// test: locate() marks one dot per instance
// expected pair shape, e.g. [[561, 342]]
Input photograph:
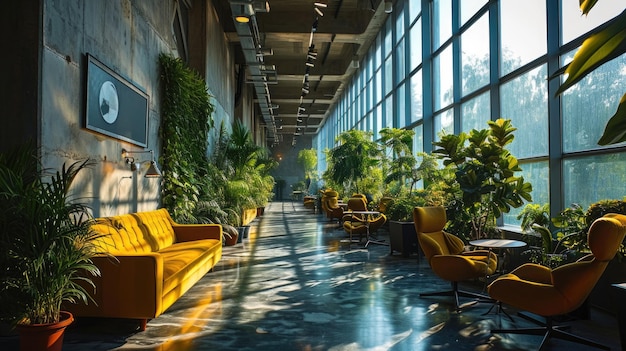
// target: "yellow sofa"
[[155, 262]]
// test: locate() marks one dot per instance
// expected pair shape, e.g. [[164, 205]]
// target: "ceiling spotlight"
[[388, 6]]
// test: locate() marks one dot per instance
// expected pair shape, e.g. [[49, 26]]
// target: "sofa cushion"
[[183, 259], [136, 232]]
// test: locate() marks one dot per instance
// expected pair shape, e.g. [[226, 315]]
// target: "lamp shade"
[[153, 171], [388, 6]]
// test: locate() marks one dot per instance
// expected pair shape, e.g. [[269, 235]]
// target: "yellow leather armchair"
[[361, 224], [446, 253], [552, 292], [330, 204]]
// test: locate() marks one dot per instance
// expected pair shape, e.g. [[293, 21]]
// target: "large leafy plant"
[[46, 243], [186, 121], [599, 48], [485, 183], [352, 160]]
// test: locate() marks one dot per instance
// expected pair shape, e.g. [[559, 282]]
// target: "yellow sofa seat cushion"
[[137, 233], [183, 259]]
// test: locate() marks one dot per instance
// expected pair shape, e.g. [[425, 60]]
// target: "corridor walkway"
[[292, 286]]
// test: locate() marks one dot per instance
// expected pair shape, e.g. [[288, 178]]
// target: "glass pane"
[[442, 22], [400, 66], [576, 24], [416, 44], [475, 113], [377, 52], [523, 33], [388, 37], [415, 8], [400, 94], [524, 101], [469, 8], [589, 104], [379, 117], [399, 25], [589, 179], [418, 139], [378, 82], [417, 103], [443, 123], [475, 56], [389, 112], [442, 78], [537, 174], [388, 75]]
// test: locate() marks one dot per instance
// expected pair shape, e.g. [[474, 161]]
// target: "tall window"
[[519, 47], [468, 68]]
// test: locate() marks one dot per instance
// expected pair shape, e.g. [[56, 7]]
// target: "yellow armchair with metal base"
[[446, 253], [552, 292], [358, 223], [330, 201]]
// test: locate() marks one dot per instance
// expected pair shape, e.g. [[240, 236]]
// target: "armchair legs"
[[551, 331], [458, 293]]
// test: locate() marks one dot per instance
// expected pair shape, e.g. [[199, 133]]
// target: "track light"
[[153, 170], [388, 6]]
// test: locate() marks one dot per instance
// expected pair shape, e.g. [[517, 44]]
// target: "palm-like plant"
[[485, 179], [598, 49], [45, 241], [353, 159]]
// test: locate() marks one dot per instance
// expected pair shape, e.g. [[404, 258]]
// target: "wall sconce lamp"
[[246, 10], [153, 170], [388, 6]]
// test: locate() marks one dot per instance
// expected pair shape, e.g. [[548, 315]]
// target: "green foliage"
[[244, 170], [45, 240], [574, 223], [484, 184], [352, 160], [186, 121], [307, 158], [599, 48]]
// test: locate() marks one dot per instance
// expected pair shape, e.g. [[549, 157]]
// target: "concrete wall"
[[128, 37], [289, 170]]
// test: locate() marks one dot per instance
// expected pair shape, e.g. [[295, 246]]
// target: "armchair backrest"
[[429, 223], [576, 280], [357, 204]]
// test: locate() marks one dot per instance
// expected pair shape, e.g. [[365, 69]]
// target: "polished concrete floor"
[[293, 286]]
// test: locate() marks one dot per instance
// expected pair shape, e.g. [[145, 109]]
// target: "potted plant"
[[45, 248], [485, 183], [402, 235], [352, 162], [535, 225]]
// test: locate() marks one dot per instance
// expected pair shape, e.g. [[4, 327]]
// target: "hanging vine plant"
[[185, 123]]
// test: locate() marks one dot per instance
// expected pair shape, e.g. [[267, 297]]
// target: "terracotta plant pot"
[[40, 337], [231, 240]]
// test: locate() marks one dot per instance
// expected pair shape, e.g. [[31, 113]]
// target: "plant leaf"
[[615, 130], [586, 5], [596, 50]]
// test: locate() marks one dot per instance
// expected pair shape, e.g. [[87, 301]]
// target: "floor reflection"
[[292, 285]]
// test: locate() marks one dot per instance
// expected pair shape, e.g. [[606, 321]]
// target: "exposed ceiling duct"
[[260, 74]]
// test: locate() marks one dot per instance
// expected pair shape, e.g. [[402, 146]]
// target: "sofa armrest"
[[130, 285], [191, 232]]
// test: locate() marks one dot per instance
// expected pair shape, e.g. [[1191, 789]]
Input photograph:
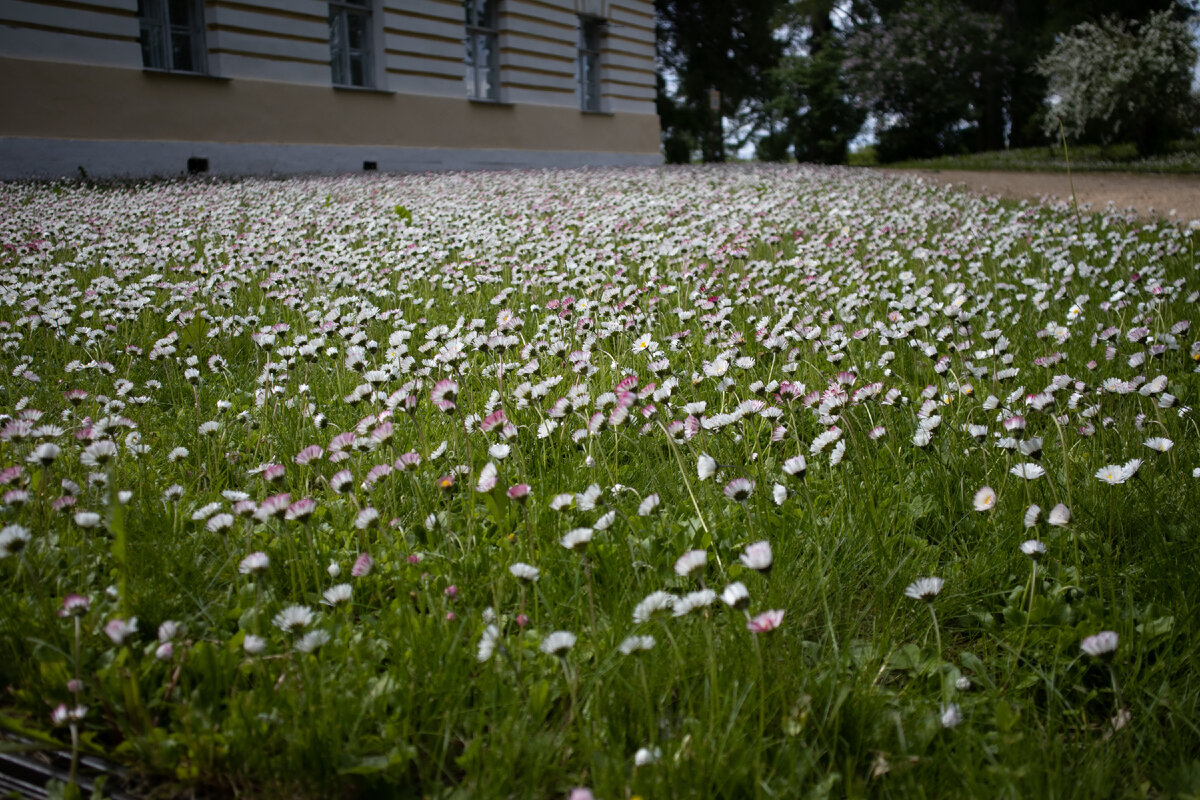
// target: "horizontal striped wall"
[[64, 101], [418, 44], [269, 40], [93, 31], [423, 47]]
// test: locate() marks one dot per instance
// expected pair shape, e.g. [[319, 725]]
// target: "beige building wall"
[[265, 102]]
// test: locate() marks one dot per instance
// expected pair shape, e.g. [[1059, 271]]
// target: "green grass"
[[781, 276], [1182, 157]]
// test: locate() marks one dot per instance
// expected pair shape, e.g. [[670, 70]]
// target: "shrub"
[[1122, 82]]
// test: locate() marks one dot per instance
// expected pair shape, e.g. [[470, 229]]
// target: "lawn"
[[689, 482]]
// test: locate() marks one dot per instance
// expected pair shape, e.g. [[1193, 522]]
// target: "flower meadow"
[[604, 483]]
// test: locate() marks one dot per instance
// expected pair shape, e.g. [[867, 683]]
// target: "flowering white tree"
[[1120, 82]]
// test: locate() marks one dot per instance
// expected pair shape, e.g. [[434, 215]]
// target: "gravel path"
[[1171, 197]]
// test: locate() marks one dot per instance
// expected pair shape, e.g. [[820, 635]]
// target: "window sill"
[[180, 73], [363, 90]]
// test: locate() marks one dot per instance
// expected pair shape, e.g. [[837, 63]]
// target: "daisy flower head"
[[1099, 645], [293, 619], [635, 644], [363, 565], [120, 630], [255, 563], [337, 594], [757, 557], [1033, 548], [557, 643], [796, 465], [736, 595], [522, 571], [924, 589], [647, 506], [694, 600], [312, 641], [75, 606], [690, 561], [657, 602], [576, 539], [487, 643], [739, 489], [645, 344], [766, 621], [647, 756], [1029, 471], [13, 540], [984, 499]]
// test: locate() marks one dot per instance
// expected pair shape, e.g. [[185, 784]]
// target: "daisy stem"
[[687, 483], [75, 753], [592, 602], [937, 638]]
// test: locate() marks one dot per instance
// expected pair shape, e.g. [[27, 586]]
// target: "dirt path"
[[1170, 197]]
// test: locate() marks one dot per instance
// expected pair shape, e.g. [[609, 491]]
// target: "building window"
[[483, 58], [172, 35], [349, 42], [591, 30]]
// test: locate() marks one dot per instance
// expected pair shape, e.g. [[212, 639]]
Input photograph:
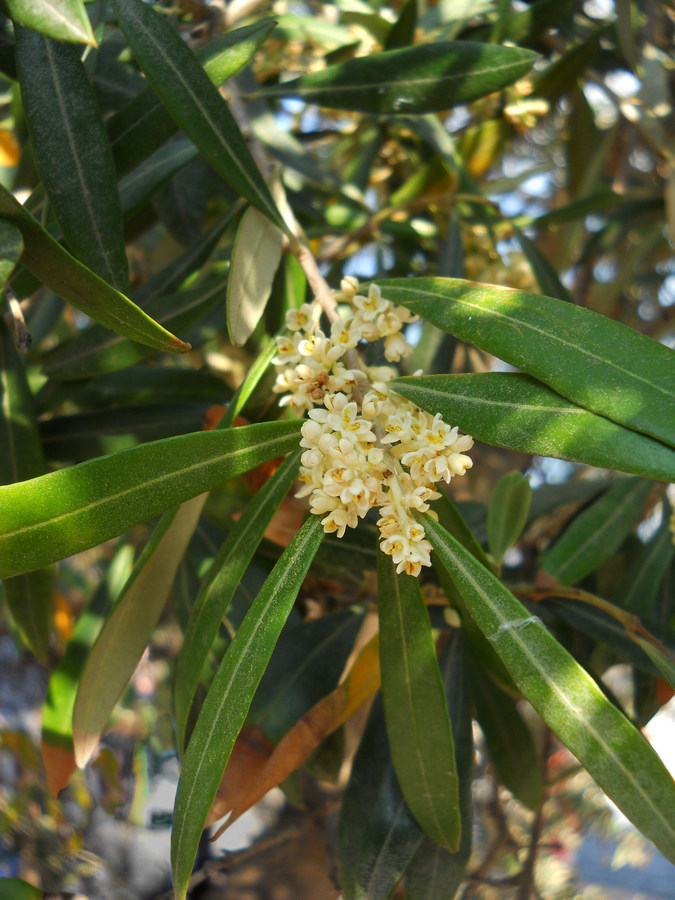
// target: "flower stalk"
[[365, 446]]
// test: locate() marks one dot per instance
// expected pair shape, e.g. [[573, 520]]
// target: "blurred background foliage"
[[562, 183]]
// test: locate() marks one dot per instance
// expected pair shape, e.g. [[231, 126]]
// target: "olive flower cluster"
[[365, 446]]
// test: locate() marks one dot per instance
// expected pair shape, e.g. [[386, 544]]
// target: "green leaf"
[[615, 754], [142, 385], [229, 698], [638, 588], [72, 153], [28, 596], [16, 889], [415, 707], [11, 248], [562, 75], [129, 627], [96, 351], [508, 739], [599, 625], [255, 259], [597, 532], [191, 261], [664, 662], [143, 125], [219, 585], [305, 667], [77, 284], [425, 78], [250, 383], [377, 834], [546, 275], [138, 186], [402, 32], [82, 436], [517, 412], [63, 20], [594, 361], [57, 710], [193, 101], [507, 513], [64, 512], [434, 873]]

──────

Requirement :: Starting at the top of the listing and stopping after the line that contains "[[292, 286]]", update those lines by changing "sofa" to "couch" and keeping everything else the same. Leave the pictures out of your answer.

Written reply ::
// test: locate() marks one dot per instance
// expected pair shape, e.g. [[561, 342]]
Input photograph:
// target: "yellow couch"
[[155, 262]]
// test: locate() marks one dot per instance
// expected pair shape, e.g. [[164, 205]]
// target: "ceiling spotlight"
[[388, 6]]
// test: locate() marks one dot per instance
// expected pair shape, e.g. [[49, 26]]
// target: "couch cushion"
[[183, 259], [136, 232]]
// test: locate() marks one dot per instance
// expected pair shape, e.g. [[226, 315]]
// target: "lamp shade"
[[153, 171], [388, 6]]
// test: locate() marks one dot per instance
// expected pair shape, e.g. [[269, 235]]
// target: "yellow leather armchair"
[[361, 224], [446, 253], [552, 292], [330, 204]]
// test: locate() marks one dot per instance
// expected pair shape, e.g. [[293, 21]]
// target: "large leafy plant"
[[46, 243], [186, 121], [599, 48], [485, 183], [352, 160]]
// test: locate() marks one dot per instance
// expected pair shape, e.g. [[559, 282]]
// target: "yellow couch seat cushion"
[[137, 233], [183, 259]]
// test: locate() marks one dot per instance
// expected pair shape, e.g. [[425, 60]]
// target: "corridor walkway"
[[292, 286]]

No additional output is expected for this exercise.